TASK BRIEF: Skip the images and copy each record exactly as written.

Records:
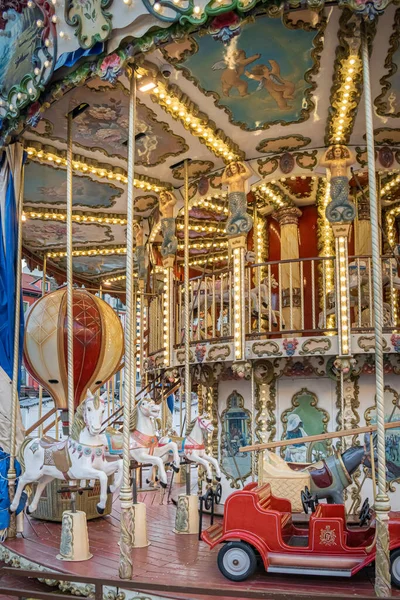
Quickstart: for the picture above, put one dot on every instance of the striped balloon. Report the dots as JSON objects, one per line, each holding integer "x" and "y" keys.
{"x": 98, "y": 344}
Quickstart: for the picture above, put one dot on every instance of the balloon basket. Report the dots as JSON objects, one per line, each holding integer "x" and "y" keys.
{"x": 74, "y": 545}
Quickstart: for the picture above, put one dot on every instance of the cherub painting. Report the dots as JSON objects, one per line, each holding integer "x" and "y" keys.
{"x": 257, "y": 78}
{"x": 281, "y": 90}
{"x": 233, "y": 68}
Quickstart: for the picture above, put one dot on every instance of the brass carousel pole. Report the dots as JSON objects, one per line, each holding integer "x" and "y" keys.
{"x": 382, "y": 502}
{"x": 74, "y": 524}
{"x": 187, "y": 515}
{"x": 126, "y": 497}
{"x": 188, "y": 394}
{"x": 12, "y": 475}
{"x": 40, "y": 387}
{"x": 70, "y": 281}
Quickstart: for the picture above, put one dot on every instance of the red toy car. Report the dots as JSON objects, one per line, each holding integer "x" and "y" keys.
{"x": 255, "y": 522}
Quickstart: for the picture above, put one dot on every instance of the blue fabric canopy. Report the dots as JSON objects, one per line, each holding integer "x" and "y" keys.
{"x": 8, "y": 267}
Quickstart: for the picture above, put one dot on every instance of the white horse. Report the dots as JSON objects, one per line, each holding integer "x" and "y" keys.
{"x": 80, "y": 457}
{"x": 192, "y": 446}
{"x": 145, "y": 446}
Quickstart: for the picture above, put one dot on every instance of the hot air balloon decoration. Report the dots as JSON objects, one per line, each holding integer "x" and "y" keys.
{"x": 98, "y": 344}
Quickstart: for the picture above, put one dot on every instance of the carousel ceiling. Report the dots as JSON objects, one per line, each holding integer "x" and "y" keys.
{"x": 271, "y": 91}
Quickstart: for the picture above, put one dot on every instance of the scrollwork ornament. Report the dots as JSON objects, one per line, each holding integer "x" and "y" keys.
{"x": 170, "y": 241}
{"x": 382, "y": 562}
{"x": 369, "y": 9}
{"x": 242, "y": 369}
{"x": 127, "y": 541}
{"x": 239, "y": 222}
{"x": 90, "y": 19}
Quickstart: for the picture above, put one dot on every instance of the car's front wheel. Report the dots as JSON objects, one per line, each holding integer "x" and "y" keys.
{"x": 395, "y": 567}
{"x": 237, "y": 561}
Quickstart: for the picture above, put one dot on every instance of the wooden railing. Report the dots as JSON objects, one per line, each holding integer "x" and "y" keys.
{"x": 281, "y": 297}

SOLUTION TO THE EXERCISE:
Quickstart: for the picture above, put one dot on every instance of the striped balloon. Report the dots as JSON objects, one per line, each holding integer "x" and "y" keys.
{"x": 98, "y": 344}
Quickstart: for the picture above, put one dot on every instance of the balloon basket. Report the dots as JSON objects, one per line, each holding integer "x" and "y" keys.
{"x": 74, "y": 545}
Quickstart: for the picture above, put one dot on every instance of the cherub painting. Report the dots as JSON objects, one per line, each holding integer "x" and "y" keys.
{"x": 257, "y": 78}
{"x": 281, "y": 90}
{"x": 233, "y": 68}
Quickstart: for the picture above, put one dot on every instance of the brass carousel pole. Report the dots as JSON objects, one per line, each holding integer "x" and "y" keys.
{"x": 382, "y": 502}
{"x": 74, "y": 524}
{"x": 187, "y": 515}
{"x": 126, "y": 497}
{"x": 188, "y": 394}
{"x": 12, "y": 475}
{"x": 40, "y": 387}
{"x": 70, "y": 281}
Quickstart: for the picture above, put one dot on every instance of the red toy car. Report the dots as JSON objects, one per line, each holding integer "x" and "y" keys.
{"x": 255, "y": 522}
Quickstart: for the picture above, put one dot on every instance of the blue fabric canopy. Report the dots as JSON objects, one per line, each holding integer "x" and "y" keys.
{"x": 8, "y": 267}
Quickstart: for the picture above, put one dot on every instance of the white horse. Report the dots as JSON objects, one per line, each holding integer "x" and "y" keys.
{"x": 80, "y": 457}
{"x": 192, "y": 446}
{"x": 145, "y": 446}
Quickstart: for the picture above, put one dot on every instance of the hot air balloon decoration. Report the dots as JSON objects, one per line, each holding integer "x" and "y" keys.
{"x": 98, "y": 344}
Quickstart: for the picture above, put one dot on every instance of the carousel ceiling. Report the dots as JSON objects, one per line, each holding integer "x" and "y" keys.
{"x": 271, "y": 91}
Quickstart: for the picture above, put one dot on every instance of the scrollwork ornament. Report the dots as JSON objects, one per line, each holding integer "x" and "y" keys.
{"x": 170, "y": 241}
{"x": 382, "y": 562}
{"x": 369, "y": 9}
{"x": 242, "y": 369}
{"x": 127, "y": 541}
{"x": 239, "y": 222}
{"x": 90, "y": 19}
Quickstart: for the picture above, put one dot on every instance of the car's front wheel. Report the dots as JSON objects, one per line, each holding integer "x" and "y" keys.
{"x": 395, "y": 567}
{"x": 237, "y": 561}
Quickstart: for the picture above, put one dot on every instance of the wooden railing. Report the dots as JSON objects, one per line, each holding integer "x" and "y" keys.
{"x": 281, "y": 297}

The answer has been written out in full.